====== Record excerpts ======
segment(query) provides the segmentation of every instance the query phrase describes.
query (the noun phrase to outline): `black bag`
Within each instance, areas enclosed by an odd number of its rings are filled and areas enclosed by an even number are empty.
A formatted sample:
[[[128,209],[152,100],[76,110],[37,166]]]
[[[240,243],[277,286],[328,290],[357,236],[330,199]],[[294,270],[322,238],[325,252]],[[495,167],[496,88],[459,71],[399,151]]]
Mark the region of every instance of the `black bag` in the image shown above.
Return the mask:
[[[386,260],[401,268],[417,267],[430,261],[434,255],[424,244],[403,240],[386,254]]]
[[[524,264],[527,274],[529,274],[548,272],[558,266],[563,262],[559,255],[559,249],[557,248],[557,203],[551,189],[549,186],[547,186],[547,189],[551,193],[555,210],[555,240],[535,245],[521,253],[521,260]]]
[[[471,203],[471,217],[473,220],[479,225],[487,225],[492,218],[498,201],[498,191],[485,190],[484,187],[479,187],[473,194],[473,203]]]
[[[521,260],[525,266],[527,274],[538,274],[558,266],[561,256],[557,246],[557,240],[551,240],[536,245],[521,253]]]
======
• [Given problem] Scale the records above by repeating all of their lines, requests included. Multiply every polygon vertex coordinate in the answers by 1.5 and round to whole numbers, with halves rounded up. Leave the numbers in the requests and their format samples unchanged.

• [Task solution]
segment(query) provides the segmentation of every instance the query phrase describes.
query (the noun phrase to outline): `black bag`
Within each instance, areas enclosed by an odd number of its rings are filled and areas enclosed by an even number are empty.
A formatted sample:
[[[128,209],[152,100],[76,110],[37,166]]]
[[[240,243],[277,286],[328,290],[357,236],[330,199]],[[294,270],[322,238],[325,252]],[[495,167],[496,88],[459,71],[399,151]]]
Mark the region of every instance of the `black bag` in the image shown above.
Return the mask:
[[[579,390],[602,402],[626,401],[645,392],[651,383],[636,366],[605,360],[579,381]]]
[[[786,396],[791,411],[794,411],[822,408],[837,399],[845,393],[839,383],[839,374],[836,372],[836,305],[827,284],[824,279],[821,279],[821,284],[827,290],[833,315],[833,360],[803,368],[782,380],[782,390]]]
[[[707,305],[707,326],[710,330],[719,338],[731,338],[738,327],[747,302],[747,287],[728,285],[726,281],[719,281],[710,291],[710,305]]]
[[[782,390],[788,399],[791,411],[807,411],[837,399],[842,384],[836,369],[836,360],[827,360],[804,368],[782,380]]]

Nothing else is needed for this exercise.